本文:

オンリーワンになるために『分母』を減らせ

教師

 一昨日の夜、夕食を終え、子どもが風呂から出るのを待っている時間電話が鳴った。
 教え子からだ。聞くと何人かの同級生と家の駐車場でたこ焼きをやって楽しんでいるらしい。どんな雑な誘いであっても求められれば可能な限り足を運ぶ。これがモットーである僕は子どもを寝かして、いくつかコンビニで差し入れを買い向かうわけだ。
 そうこういう『ちょっとしたこと』にも『教育』は詰まっているかもしれないからだ。

担任の先生って… 

 ここからの話は、誰かが良くないとか、こうしろああしろ何て話ではなく。僕に聞こえてきた話を踏まえて僕の意見を書くものである。だから、怒っているわけでも、バカにしているわけでもない。聞こえてきた事実をもとにした僕の意見だ。

 話は戻って、教え子たちの集まりに顔を出した時の話だ。
 ある子が言った。「俺、〇〇先生持ち上がって担任してもらったことあるのに忘れられてたショックです…」こういう話は実際によく聞く話だ。
 だが、僕はこの考え方には良くないなと思っている。
 考えてみて欲しい。これを読んでいるあなたは先週一週間の朝食、昼食、夕食を順番に言えと言われてパッと答えられるだろうか?僕は無理だ。〇曜日と言ったらどこどこに行って、「あっ、だから〇〇食べた!」なんてわかれば良い方でほとんどはわからない。

課題 A: 本文のうち、「一昨日の夜、夕食を終え、子どもが風呂から出るのを待っている時間電話が鳴った。」で始まり「そうこういう『ちょっとしたこと』にも『教育』は詰まっているかもしれないからだ。」までの部分を、一字一句変えずに書き出しなさい。

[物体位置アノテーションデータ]
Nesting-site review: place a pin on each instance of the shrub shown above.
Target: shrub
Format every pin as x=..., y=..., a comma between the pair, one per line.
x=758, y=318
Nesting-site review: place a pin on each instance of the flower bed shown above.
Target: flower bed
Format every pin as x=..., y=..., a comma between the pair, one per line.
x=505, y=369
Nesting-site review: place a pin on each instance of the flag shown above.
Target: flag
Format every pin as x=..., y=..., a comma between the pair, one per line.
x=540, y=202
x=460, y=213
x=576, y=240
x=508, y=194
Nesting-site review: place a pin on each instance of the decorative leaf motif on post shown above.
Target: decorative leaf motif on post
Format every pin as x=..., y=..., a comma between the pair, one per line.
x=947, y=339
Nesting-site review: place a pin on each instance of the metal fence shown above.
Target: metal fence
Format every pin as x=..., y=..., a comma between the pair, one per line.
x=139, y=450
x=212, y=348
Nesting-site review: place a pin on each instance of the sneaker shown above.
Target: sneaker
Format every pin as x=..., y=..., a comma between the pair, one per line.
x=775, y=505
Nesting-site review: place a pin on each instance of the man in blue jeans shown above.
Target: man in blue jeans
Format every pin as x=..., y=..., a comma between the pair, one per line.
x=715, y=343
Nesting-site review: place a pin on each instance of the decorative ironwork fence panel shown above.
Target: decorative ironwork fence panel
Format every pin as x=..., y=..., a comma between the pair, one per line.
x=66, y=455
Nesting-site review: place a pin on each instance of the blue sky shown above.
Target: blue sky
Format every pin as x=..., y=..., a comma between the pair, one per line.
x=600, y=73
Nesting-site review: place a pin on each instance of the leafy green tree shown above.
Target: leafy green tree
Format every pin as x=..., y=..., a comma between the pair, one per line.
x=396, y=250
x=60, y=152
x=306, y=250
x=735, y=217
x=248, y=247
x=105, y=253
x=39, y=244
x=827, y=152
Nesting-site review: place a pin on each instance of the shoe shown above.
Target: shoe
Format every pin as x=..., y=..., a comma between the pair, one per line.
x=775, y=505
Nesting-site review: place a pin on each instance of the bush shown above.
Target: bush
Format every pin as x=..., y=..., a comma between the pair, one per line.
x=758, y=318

課題 B: リストのうち、「Nesting-site review: place a pin on each instance of the flower」を含む行から「x=508, y=194」を含む行までを、両端の行も含めてそのまま出力しなさい。

解答 A:
一昨日の夜、夕食を終え、子どもが風呂から出るのを待っている時間電話が鳴った。
 教え子からだ。聞くと何人かの同級生と家の駐車場でたこ焼きをやって楽しんでいるらしい。どんな雑な誘いであっても求められれば可能な限り足を運ぶ。これがモットーである僕は子どもを寝かして、いくつかコンビニで差し入れを買い向かうわけだ。
 そうこういう『ちょっとしたこと』にも『教育』は詰まっているかもしれないからだ。

解答 B:
Nesting-site review: place a pin on each instance of the flower bed shown above.
Target: flower bed
Format every pin as x=..., y=..., a comma between the pair, one per line.
x=505, y=369
Nesting-site review: place a pin on each instance of the flag shown above.
Target: flag
Format every pin as x=..., y=..., a comma between the pair, one per line.
x=540, y=202
x=460, y=213
x=576, y=240
x=508, y=194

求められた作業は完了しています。